* **Problem statement**:
Arrange every line of the rows below as a numbered list, leaving out blank lines and the pictures.

* **Records for the exercise**:
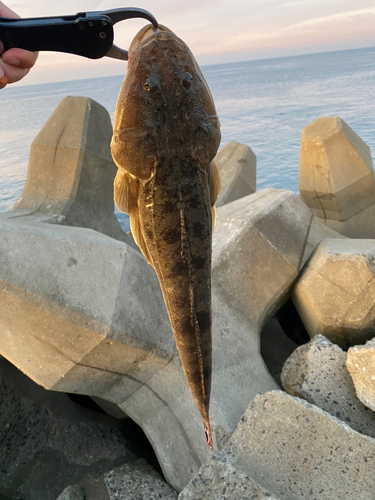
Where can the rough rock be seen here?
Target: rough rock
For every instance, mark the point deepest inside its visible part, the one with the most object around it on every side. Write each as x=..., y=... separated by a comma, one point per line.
x=48, y=442
x=317, y=373
x=71, y=171
x=237, y=167
x=222, y=481
x=90, y=310
x=296, y=450
x=137, y=481
x=335, y=293
x=361, y=365
x=336, y=178
x=72, y=493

* **Answer to this problem**:
1. Where can the rough rock be seen here?
2. Target: rough rock
3. For every instance, mark the point deepest inside its visible part, the one with the most object around it on every side. Write each as x=..., y=... separated by a comma, one point per line.
4. x=48, y=442
5. x=317, y=373
6. x=71, y=171
7. x=237, y=167
8. x=222, y=481
9. x=90, y=310
10. x=296, y=450
11. x=137, y=481
12. x=335, y=293
13. x=361, y=365
14. x=336, y=178
15. x=72, y=493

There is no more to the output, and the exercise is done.